_Texte fourni_

_ _ _ _ _

Voici notre compte-rendu, photos et références de SoC à l'appui.
Un Player Android TV sans surprise
Commençons par le boîtier le plus classique, pour ne pas dire banal, celui en charge du multimédia. Si Xavier Niel a insisté pendant sa conférence sur l'importance de la conception en interne de ses box, il a oublié de préciser que ce boîtier n'était qu'un produit en marque blanche, de chez SEI Robotics selon Android TV Guide.
Son design n'est ainsi pas spécifique à Free, qui l'a simplement adapté à ses besoins. Ses caractéristiques étaient d'ailleurs connues bien avant l'annonce puisqu'il est presque impossible de garder totalement secret le développement d'un produit sous Android TV.
Nous avons pu confirmer qu'il utilisait bien une base technique Amlogic : un SoC S905X2 gravé en 12 nm (4x ARM Cortex-A53, Mali G31). Il est accompagné de 2 Go de mémoire et 16 Go de stockage (Samsung KLM8G1GETF). Cela lui permet de consommer du contenu local. On apprécie d'ailleurs que VLC soit préinstallé.
Ce devait également être le cas sur la Delta, mais n'a pas été jugé pertinent en l'absence du Dolby Atmos (présent sur la Pop en passthrough). Ce problème devant bientôt être réglé – une fois que Qualcomm aura fourni le bout de code nécessaire – la version 4.x y sera disponible.
La connectique est assez classique : réseau à 1 Gb/s, HDMI 2.0 (4Kp60, HDR, 10 bits), S/PDIF et TNT (DVB-T2). Le stockage peut être complété via une carte microSD ou un HDD/SSD via un port USB 3.0 Type-A (5 Gb/s). L'alimentation est assurée non pas par un connecteur USB Type-C mais du DC classique (12V).
Le Wi-Fi 5 (2x2) est assuré par une puce Qualcomm (nous y reviendrons). L'assistance vocale Google passe par l'unique micro de la télécommande (Bluetooth 5.0 Low Energy, 2 piles AAA), activé lorsque le bouton dédié est pressé. Les dimensions du Player sont de 126 mm (diamètre) x 27 mm (hauteur). Son poids de 275 grammes.

_ _ _ _ _

_Données présentées_
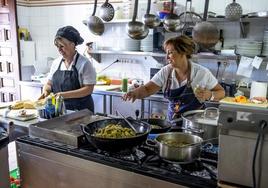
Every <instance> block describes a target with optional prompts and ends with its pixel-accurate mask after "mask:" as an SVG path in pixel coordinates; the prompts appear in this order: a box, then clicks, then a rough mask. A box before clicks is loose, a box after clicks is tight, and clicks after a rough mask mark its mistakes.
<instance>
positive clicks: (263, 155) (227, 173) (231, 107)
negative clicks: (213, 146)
mask: <svg viewBox="0 0 268 188" xmlns="http://www.w3.org/2000/svg"><path fill="white" fill-rule="evenodd" d="M267 114H268V109H261V108H256V107H240V106H232V105H220V117H219V126H220V135H219V147H220V150H219V159H218V179H219V180H221V181H225V182H230V183H235V184H238V185H243V186H248V187H252V186H253V176H252V164H253V154H254V150H255V146H256V140H257V136H258V130H260V128H258V126H259V124H260V122H261V121H262V120H263V121H266V122H268V116H267ZM263 134H265V137H264V140H263V142H262V143H260V146H261V148H262V149H261V152H260V150H258V152H257V155H256V162H255V164H256V170H255V171H256V180H257V181H258V180H260V181H259V182H260V183H259V187H261V188H266V187H268V179H267V174H268V161H267V160H266V157H267V156H268V137H267V135H268V130H267V128H266V129H265V130H264V131H263ZM258 176H260V179H259V178H258Z"/></svg>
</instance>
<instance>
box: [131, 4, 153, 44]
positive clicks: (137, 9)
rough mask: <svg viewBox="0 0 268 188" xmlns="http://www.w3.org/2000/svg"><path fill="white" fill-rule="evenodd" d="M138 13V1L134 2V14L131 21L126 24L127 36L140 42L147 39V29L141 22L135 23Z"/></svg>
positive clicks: (148, 29) (148, 32)
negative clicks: (143, 39) (126, 27)
mask: <svg viewBox="0 0 268 188" xmlns="http://www.w3.org/2000/svg"><path fill="white" fill-rule="evenodd" d="M137 11H138V0H135V5H134V13H133V17H132V21H131V22H128V24H127V31H128V36H129V37H130V38H132V39H135V40H141V39H144V38H145V37H147V35H148V33H149V29H148V27H147V26H146V25H144V24H143V23H142V22H138V21H136V17H137Z"/></svg>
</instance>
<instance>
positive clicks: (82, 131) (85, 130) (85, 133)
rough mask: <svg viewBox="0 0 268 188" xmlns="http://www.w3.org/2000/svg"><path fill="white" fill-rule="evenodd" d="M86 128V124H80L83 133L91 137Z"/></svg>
mask: <svg viewBox="0 0 268 188" xmlns="http://www.w3.org/2000/svg"><path fill="white" fill-rule="evenodd" d="M85 127H86V125H85V124H80V128H81V131H82V132H83V133H84V134H86V135H88V136H90V135H89V134H88V133H87V131H86V130H85Z"/></svg>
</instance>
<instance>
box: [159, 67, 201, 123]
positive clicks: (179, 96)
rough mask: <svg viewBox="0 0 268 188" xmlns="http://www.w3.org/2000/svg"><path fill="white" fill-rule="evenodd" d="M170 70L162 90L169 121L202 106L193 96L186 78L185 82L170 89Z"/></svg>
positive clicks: (199, 107)
mask: <svg viewBox="0 0 268 188" xmlns="http://www.w3.org/2000/svg"><path fill="white" fill-rule="evenodd" d="M172 70H173V69H171V70H170V72H169V75H168V79H167V84H166V88H165V90H164V97H165V98H166V99H168V101H169V104H168V119H169V120H170V121H171V120H173V119H176V118H180V116H181V114H182V113H184V112H186V111H189V110H196V109H198V108H201V107H202V104H201V103H200V102H199V100H198V99H197V98H196V97H195V94H194V92H193V89H192V87H191V84H190V81H189V80H190V78H188V81H187V84H186V85H185V86H182V87H180V88H177V89H170V87H171V79H172V78H171V73H172Z"/></svg>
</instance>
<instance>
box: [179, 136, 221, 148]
mask: <svg viewBox="0 0 268 188" xmlns="http://www.w3.org/2000/svg"><path fill="white" fill-rule="evenodd" d="M217 139H218V137H216V138H209V139H205V140H203V141H201V142H199V143H190V144H186V145H184V146H182V147H189V146H195V145H202V144H203V143H206V142H208V141H212V140H217Z"/></svg>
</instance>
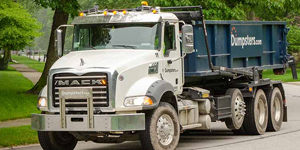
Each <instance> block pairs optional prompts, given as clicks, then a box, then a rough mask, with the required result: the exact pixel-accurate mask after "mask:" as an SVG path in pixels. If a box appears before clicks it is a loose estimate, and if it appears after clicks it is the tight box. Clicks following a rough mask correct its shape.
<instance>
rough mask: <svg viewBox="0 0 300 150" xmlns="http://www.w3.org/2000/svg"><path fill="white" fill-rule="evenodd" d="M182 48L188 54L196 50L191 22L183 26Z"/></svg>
mask: <svg viewBox="0 0 300 150" xmlns="http://www.w3.org/2000/svg"><path fill="white" fill-rule="evenodd" d="M182 50H183V52H185V53H186V54H190V53H193V52H194V32H193V26H192V25H190V24H185V25H183V26H182Z"/></svg>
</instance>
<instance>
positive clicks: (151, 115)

_ _ _ _ _

Restituez mot pour mot le passage du texte sur le Player Android TV de Free, en partant de « Ce devait également » et en allant jusqu'à « y sera disponible. ».

Ce devait également être le cas sur la Delta, mais n'a pas été jugé pertinent en l'absence du Dolby Atmos (présent sur la Pop en passthrough). Ce problème devant bientôt être réglé – une fois que Qualcomm aura fourni le bout de code nécessaire – la version 4.x y sera disponible.